++++ RECORDS SHOWN

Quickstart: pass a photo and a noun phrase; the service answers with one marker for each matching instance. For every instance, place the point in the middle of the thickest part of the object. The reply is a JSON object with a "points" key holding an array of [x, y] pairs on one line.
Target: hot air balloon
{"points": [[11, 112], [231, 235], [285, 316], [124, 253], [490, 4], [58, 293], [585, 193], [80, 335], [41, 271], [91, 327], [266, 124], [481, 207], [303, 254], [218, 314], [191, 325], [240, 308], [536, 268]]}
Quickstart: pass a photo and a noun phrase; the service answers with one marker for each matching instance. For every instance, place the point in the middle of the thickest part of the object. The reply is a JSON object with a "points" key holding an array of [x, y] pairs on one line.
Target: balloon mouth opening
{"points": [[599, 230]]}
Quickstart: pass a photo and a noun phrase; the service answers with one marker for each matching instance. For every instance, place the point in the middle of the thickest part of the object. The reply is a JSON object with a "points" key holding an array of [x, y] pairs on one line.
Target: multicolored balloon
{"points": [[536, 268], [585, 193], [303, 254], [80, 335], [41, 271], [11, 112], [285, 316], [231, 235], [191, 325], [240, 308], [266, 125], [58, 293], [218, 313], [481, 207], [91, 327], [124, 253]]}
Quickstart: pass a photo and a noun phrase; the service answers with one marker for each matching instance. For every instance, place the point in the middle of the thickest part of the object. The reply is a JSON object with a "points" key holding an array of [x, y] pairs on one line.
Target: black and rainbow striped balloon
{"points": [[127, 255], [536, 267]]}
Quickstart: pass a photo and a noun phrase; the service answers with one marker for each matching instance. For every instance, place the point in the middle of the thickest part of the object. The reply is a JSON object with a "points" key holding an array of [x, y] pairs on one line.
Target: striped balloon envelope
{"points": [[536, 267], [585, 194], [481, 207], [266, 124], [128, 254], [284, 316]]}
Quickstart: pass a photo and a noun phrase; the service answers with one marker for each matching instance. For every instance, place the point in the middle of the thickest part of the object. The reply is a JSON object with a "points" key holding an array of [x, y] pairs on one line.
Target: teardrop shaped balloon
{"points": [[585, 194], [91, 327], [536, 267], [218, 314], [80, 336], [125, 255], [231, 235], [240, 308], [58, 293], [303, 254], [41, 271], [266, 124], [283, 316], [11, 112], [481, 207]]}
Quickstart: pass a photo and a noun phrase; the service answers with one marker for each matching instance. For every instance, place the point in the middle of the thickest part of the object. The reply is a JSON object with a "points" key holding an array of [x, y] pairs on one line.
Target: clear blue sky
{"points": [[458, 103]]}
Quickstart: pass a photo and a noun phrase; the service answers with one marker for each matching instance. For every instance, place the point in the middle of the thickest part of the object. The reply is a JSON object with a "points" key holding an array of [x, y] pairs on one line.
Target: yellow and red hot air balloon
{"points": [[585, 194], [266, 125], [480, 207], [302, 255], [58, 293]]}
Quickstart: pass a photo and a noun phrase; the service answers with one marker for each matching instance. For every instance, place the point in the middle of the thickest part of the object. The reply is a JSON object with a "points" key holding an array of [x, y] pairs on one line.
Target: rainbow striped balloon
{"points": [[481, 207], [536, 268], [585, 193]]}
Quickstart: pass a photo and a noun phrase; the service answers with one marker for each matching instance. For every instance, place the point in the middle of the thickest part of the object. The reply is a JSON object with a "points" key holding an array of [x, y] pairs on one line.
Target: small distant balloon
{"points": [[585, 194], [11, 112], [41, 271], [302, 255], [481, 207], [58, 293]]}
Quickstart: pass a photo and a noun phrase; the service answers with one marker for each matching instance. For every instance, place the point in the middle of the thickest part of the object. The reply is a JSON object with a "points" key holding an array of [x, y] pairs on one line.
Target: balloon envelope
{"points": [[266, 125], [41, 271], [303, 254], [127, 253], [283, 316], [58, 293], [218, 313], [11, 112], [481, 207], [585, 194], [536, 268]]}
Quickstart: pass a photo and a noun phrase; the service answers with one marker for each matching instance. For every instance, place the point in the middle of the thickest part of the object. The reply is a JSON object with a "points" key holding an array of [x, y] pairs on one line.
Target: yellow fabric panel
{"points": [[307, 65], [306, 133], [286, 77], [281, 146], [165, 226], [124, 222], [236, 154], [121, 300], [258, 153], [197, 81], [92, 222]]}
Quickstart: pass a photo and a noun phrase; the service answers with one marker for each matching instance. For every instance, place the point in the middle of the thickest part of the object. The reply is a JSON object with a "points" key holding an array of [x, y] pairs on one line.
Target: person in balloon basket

++++++++

#### WORK INSTRUCTION
Each line of the listing should be copied exactly, with none left out.

#### SOLUTION TO THE EXERCISE
Quickstart: pass a photo and a noun phrase; the service answers with one marker for each matching instance. For every instance, place the point in the middle of the thickest part of the object. The reply is a JSON object with a "points" key holding an array of [x, y] pairs on one line.
Target: hot air balloon
{"points": [[11, 112], [231, 235], [285, 316], [124, 253], [490, 4], [58, 293], [585, 193], [80, 335], [41, 271], [91, 327], [266, 124], [481, 207], [303, 254], [218, 314], [191, 325], [240, 308], [536, 268]]}
Quickstart: pass a photo and a noun phrase; the service answers with one marker for each matching instance. For every instance, place the point in the middle of the thickest part of the object. The reply is a JSON object with a "points" key holding an array of [x, y] pairs on one line.
Target: balloon mouth opening
{"points": [[599, 230]]}
Quickstart: pass a photo and a noun phrase; the service answers with one marker for each matching instance. For every instance, place the point in the middle of the thickest part of the object. The reply is a JSON object with a "points" key holding an array of [x, y] pairs on one line.
Target: multicolored balloon
{"points": [[536, 268], [585, 193], [303, 254], [80, 335], [41, 271], [11, 112], [285, 316], [231, 235], [191, 325], [240, 308], [266, 125], [58, 293], [218, 313], [481, 207], [91, 327], [124, 253]]}
Quickstart: pass a photo and a noun phrase; the service answers with one marker for each matching instance. For every instance, place the point in the middle of the thickest part of the object. The reply is a JSON object with a "points" key holding an array of [x, y] pairs on one line.
Target: black and rainbow striped balloon
{"points": [[127, 255], [536, 267]]}
Quickstart: pass a photo and a noun phrase; the service answers with one marker for each matching instance. For every instance, place the point in the middle of the thickest part of the object. The reply is a JSON object with a "points" key holding an array of [x, y] pairs on one line.
Target: striped balloon envelope
{"points": [[536, 267], [585, 194], [481, 207], [266, 124], [128, 254], [284, 316]]}
Quickstart: pass a photo and a noun phrase; the service answers with one marker for each matching instance. For every instance, place the point in the middle of the thickest part of the object. The reply is a JSON object with a "points" key holding an array of [x, y] pairs on one line.
Target: teardrop shaped balloon
{"points": [[585, 194], [91, 327], [536, 267], [218, 314], [80, 336], [125, 255], [231, 235], [240, 308], [58, 293], [303, 254], [41, 271], [266, 124], [283, 316], [11, 112], [481, 207]]}
Quickstart: pass a photo and a noun phrase; the service answers with one marker for each matching instance. For every instance, place the point in the middle of the thickest part of the object. The reply is a JSON object with a "points" key holding an array of [x, y] pairs on one line.
Target: clear blue sky
{"points": [[458, 103]]}
Quickstart: pass a photo and a noun phrase; the service answers with one marker for each matching instance. For every instance, place the point in the middle of the thickest part of the object. The reply is a JSON object with a "points" key holding an array of [x, y] pairs on one line.
Target: yellow and red hot air balloon
{"points": [[585, 194], [266, 125], [480, 207], [302, 255], [58, 293]]}
Quickstart: pass a photo and a noun phrase; the service answers with one marker for each matching instance. For every instance, place the point in the middle of the thickest part of the object. The reply is a JSON object with a "points" key holding an array of [x, y] pairs on one line.
Target: rainbow striped balloon
{"points": [[481, 207], [536, 268], [585, 193]]}
Quickstart: pass a photo and a noun phrase; the service answers with one marker for each matching instance. For every instance, place the point in the middle of the thickest part of the object. The reply is a JSON object with a "points" key holding an array of [x, y] pairs on one line.
Target: small distant balloon
{"points": [[585, 194], [11, 112], [41, 271], [302, 255], [481, 207], [58, 293]]}
Quickstart: pass a photo and a noun phrase; the service answers with one marker for each matching instance. For every instance, place the point in the middle of the thickest part of the object. The reply is a JSON object with a "points" key holding an array of [x, y] pairs on one line.
Target: balloon envelope
{"points": [[266, 125], [41, 271], [303, 254], [127, 253], [283, 316], [58, 293], [218, 313], [11, 112], [481, 207], [585, 194], [536, 268]]}
Quickstart: pass a photo and a noun phrase; the service answers with one marker for each matching instance. For every instance, place the point in the middle of the thickest part of the object. The reply is a JSON object with a "points" key holding an array of [x, y] pairs on one line.
Target: yellow fabric panel
{"points": [[307, 65], [306, 133], [286, 77], [281, 146], [165, 226], [124, 222], [236, 154], [121, 300], [258, 153], [197, 81], [92, 222]]}
Quickstart: pass a photo and a noun phrase; the service answers with one marker for each matching instance. For every instance, place the point in the middle of the thickest part of the object. The reply is a JSON object with a "points" key holding an array of [x, y] pairs on one line.
Target: person in balloon basket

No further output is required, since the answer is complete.